▸ ESERCIZIO PROPOSTO 1
Riscrivi la parte dell'estratto da "Presentata il 19" fino a "imprenditoriali e professionali." incluso, sostituendo "ricorrenza" con "celebrazione".
▸ ESERCIZIO PROPOSTO 2
Indica se ciascuna affermazione concorda con l'estratto, rispondendo sì o no e citando le parole decisive:
(a) La proposta è stata presentata il 19 dicembre 2022.
(b) La proposta riguarda i cittadini stranieri residenti in Italia.
(c) La proposta è d'iniziativa del Governo.
▸ ESERCIZIO PROPOSTO 3
Traduci in inglese questa frase dell'estratto: "La presente proposta di legge è finalizzata all'istituzione di una ricorrenza per celebrare, divulgare e valorizzare le esperienze, le attività e il contributo apportato dai cittadini italiani all'estero nei campi della cultura e della lingua italiana, della ricerca scientifica e delle attività imprenditoriali e professionali."

▸ ESTRATTO
════

PDL 725

FRONTESPIZIO

RELAZIONE

PROGETTO DI LEGGE
                        Articolo 1
                        Articolo 2
                        Articolo 3

XIX LEGISLATURA

CAMERA DEI DEPUTATI

N. 725

PROPOSTA DI LEGGE

d'iniziativa dei deputati
TONI RICCIARDI, PORTA, AMENDOLA, QUARTAPELLE PROCOPIO, CARÈ, DI SANZO, MANZI, CASU, BONAFÈ, ZINGARETTI, ORLANDO, STEFANAZZI, LAI, IACONO, GIANASSI, GIRELLI, LAUS, FASSINO, SCOTTO, FORATTINI, FERRARI, GHIO, SIMIANI, DI BIASE, BAKKALI, MADIA, D'ALFONSO, MEROLA, ZAN, BERRUTO, SERRACCHIANI, MORASSUT, FORNARO, GNASSI, MAURI, ORFINI, GRAZIANO

Istituzione della Giornata nazionale degli italiani nel mondo e delle migrazioni italiane

Presentata il 19 dicembre 2022

torna su

Onorevoli Colleghi! – La presente proposta di legge è finalizzata all'istituzione di una ricorrenza per celebrare, divulgare e valorizzare le esperienze, le attività e il contributo apportato dai cittadini italiani all'estero nei campi della cultura e della lingua italiana, della ricerca scientifica e delle attività imprenditoriali e professionali.

════

▸ DATI MOSTRATI
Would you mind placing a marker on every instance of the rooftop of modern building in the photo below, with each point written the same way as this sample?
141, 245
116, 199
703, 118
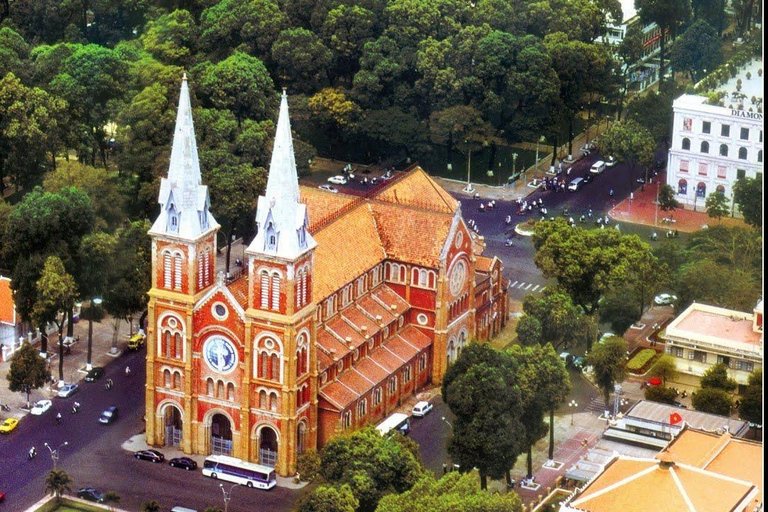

════

▸ RISPOSTA SCRITTA 1
Presentata il 19 dicembre 2022

torna su

Onorevoli Colleghi! – La presente proposta di legge è finalizzata all'istituzione di una celebrazione per celebrare, divulgare e valorizzare le esperienze, le attività e il contributo apportato dai cittadini italiani all'estero nei campi della cultura e della lingua italiana, della ricerca scientifica e delle attività imprenditoriali e professionali.

▸ RISPOSTA SCRITTA 2
(a) Sì: "Presentata il 19 dicembre 2022".
(b) No: "dai cittadini italiani all'estero".
(c) No: "d'iniziativa dei deputati".

▸ RISPOSTA SCRITTA 3
This bill aims to establish an observance to celebrate, publicize and promote the experiences, the activities and the contribution made by Italian citizens abroad in the fields of culture and the Italian language, scientific research, and business and professional activities.